WHAT IS NEEDED
Each record needs to be echoed exactly; can you do that?

== RAW DATA ==

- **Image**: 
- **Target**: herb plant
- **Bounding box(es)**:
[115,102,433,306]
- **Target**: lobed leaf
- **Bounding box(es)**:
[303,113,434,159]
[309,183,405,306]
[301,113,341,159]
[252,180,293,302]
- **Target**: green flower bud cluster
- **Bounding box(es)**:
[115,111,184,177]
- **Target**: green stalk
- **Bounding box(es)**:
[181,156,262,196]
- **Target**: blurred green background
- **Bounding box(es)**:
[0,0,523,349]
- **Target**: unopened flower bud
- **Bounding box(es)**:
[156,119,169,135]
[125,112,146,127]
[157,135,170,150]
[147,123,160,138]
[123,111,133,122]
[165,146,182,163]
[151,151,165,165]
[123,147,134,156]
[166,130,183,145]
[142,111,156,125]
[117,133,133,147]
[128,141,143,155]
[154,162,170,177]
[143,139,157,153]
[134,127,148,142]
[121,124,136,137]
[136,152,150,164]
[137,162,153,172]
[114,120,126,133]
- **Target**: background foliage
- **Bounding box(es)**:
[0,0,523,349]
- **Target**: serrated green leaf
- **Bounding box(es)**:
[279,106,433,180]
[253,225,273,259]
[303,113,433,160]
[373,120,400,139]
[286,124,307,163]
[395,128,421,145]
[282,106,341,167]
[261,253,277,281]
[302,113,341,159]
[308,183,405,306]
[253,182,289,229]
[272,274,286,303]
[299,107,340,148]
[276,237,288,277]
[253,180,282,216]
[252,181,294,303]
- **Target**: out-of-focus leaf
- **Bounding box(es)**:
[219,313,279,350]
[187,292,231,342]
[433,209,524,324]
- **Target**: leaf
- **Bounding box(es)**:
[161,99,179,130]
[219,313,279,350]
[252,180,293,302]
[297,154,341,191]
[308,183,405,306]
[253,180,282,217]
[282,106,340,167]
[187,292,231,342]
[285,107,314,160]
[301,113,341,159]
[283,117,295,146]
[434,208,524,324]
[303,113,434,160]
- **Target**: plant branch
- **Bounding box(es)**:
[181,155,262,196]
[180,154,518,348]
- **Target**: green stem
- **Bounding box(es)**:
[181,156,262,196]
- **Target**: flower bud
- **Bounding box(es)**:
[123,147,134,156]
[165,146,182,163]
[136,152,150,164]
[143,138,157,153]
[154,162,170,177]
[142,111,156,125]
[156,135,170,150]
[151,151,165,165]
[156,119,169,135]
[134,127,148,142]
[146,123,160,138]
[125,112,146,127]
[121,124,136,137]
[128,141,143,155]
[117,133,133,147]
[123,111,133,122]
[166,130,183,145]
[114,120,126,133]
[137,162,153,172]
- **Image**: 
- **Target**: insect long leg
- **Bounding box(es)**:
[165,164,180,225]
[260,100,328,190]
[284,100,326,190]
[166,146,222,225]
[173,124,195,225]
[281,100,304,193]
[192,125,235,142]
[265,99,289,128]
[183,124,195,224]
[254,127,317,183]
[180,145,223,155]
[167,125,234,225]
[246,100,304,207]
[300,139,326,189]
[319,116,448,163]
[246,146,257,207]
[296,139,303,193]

===

EXERCISE SOLUTION
- **Image**: 
- **Target**: herb plant
- **Bounding box(es)**:
[115,102,433,306]
- **Target**: lobed leaf
- **Bounding box(es)**:
[303,113,434,159]
[309,183,405,306]
[301,113,341,159]
[252,180,293,302]
- **Target**: green flower bud cluster
- **Bounding box(es)**:
[115,111,184,177]
- **Target**: green stalk
- **Bounding box(es)**:
[181,156,262,196]
- **Target**: blurred green background
- **Bounding box(es)**:
[0,0,523,349]
- **Target**: unopened flower bud
- **Bounding box(es)**:
[156,119,169,135]
[125,112,146,127]
[157,135,170,150]
[147,123,160,138]
[123,111,133,122]
[165,146,182,163]
[151,151,165,165]
[123,147,134,156]
[166,130,183,145]
[142,111,156,125]
[117,133,133,147]
[128,141,143,155]
[154,162,170,177]
[143,139,157,153]
[134,127,148,142]
[121,124,136,137]
[136,152,150,164]
[137,162,153,172]
[114,120,126,133]
- **Target**: background foliage
- **Bounding box(es)**:
[0,0,523,349]
- **Target**: serrated green leaf
- **Bounding box(es)**:
[279,106,433,180]
[253,225,273,259]
[303,113,433,160]
[373,120,400,139]
[286,124,307,163]
[395,128,421,145]
[282,106,341,167]
[261,253,277,281]
[302,113,341,159]
[308,183,405,306]
[253,182,289,229]
[272,274,286,303]
[299,107,340,148]
[276,237,288,277]
[253,180,282,216]
[252,181,294,303]
- **Target**: out-of-focus leaf
- **Bounding box(es)**:
[219,313,279,350]
[187,292,231,342]
[433,209,524,324]
- **Target**: leaf
- **Bounding box(es)**:
[161,99,179,130]
[219,313,279,350]
[252,180,293,302]
[297,154,341,191]
[308,183,405,306]
[253,180,282,217]
[282,106,340,167]
[187,292,231,342]
[285,107,314,160]
[301,113,341,159]
[283,117,295,146]
[434,208,524,324]
[303,113,434,160]
- **Target**: plant branch
- **Bounding box(es)**:
[181,155,262,196]
[180,154,518,348]
- **Target**: green stem
- **Bounding box(es)**:
[181,156,262,196]
- **Target**: flower bud
- **Bounding box(es)**:
[123,147,134,156]
[165,146,182,163]
[136,152,150,164]
[143,138,157,153]
[154,162,170,177]
[142,111,156,125]
[156,135,170,150]
[151,151,165,165]
[156,119,169,135]
[134,127,148,142]
[146,123,160,138]
[125,112,146,127]
[121,124,136,137]
[128,141,143,155]
[117,133,133,147]
[123,111,133,122]
[166,130,183,145]
[114,120,126,133]
[137,162,153,172]
- **Image**: 
- **Target**: insect long leg
- **Bounding box(es)**:
[165,164,180,225]
[260,100,328,190]
[284,100,326,190]
[166,146,222,225]
[173,124,195,225]
[281,100,304,193]
[192,125,235,142]
[265,99,289,128]
[183,124,195,224]
[254,127,317,183]
[180,145,223,155]
[167,125,234,225]
[246,100,304,207]
[300,139,326,189]
[319,116,448,163]
[246,146,257,207]
[296,139,303,193]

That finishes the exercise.